Exercise directions: Locate each line in the material below that contains the string "instance" and copy those lines in full.

Dataset:
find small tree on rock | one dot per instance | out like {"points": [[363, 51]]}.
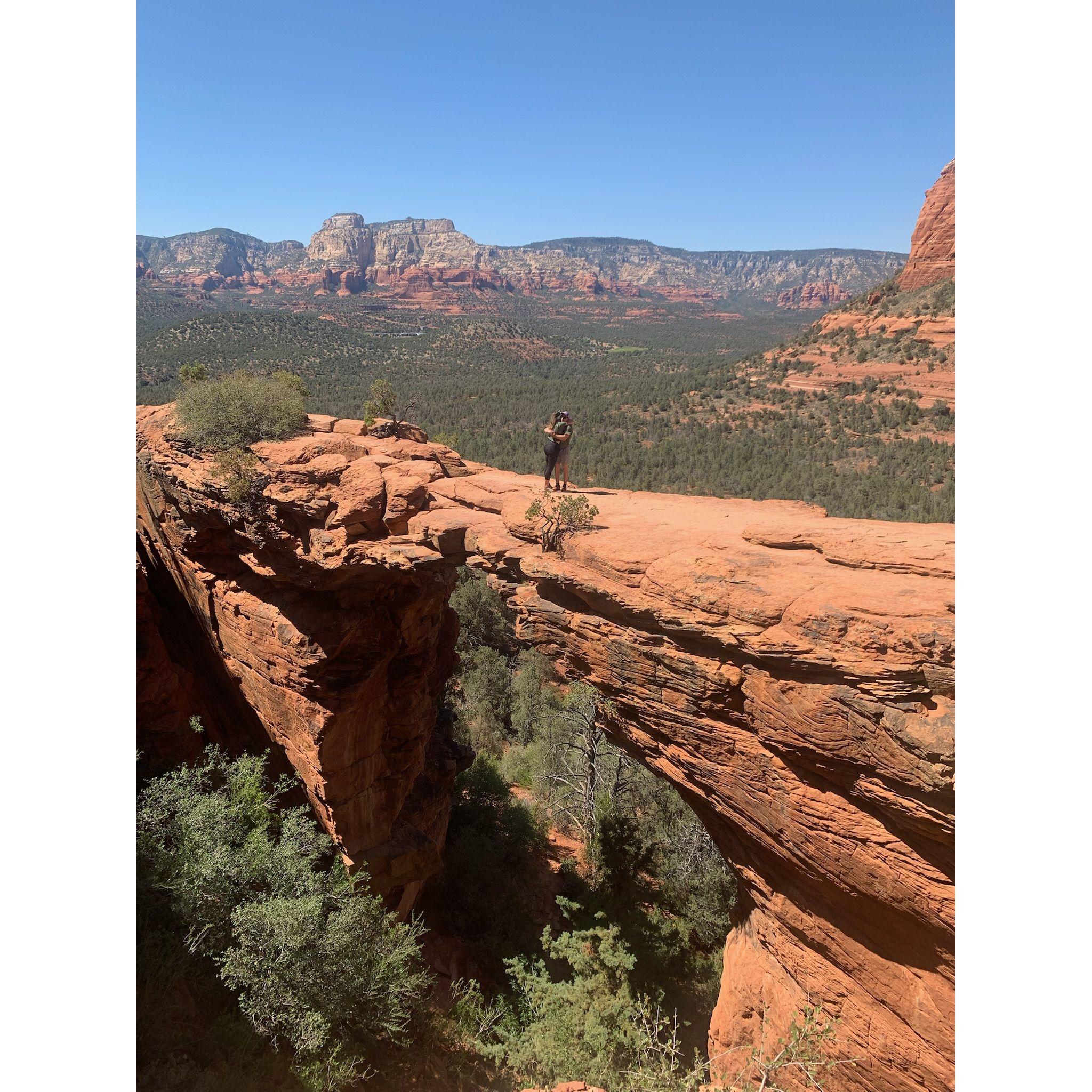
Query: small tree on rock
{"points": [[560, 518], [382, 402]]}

--

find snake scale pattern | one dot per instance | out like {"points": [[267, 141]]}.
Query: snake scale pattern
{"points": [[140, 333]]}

Solved exercise:
find small tree on rock | one dot per instance | out like {"points": [[363, 51]]}.
find snake scale pattern | one dot per instance | out like {"points": [[267, 141]]}.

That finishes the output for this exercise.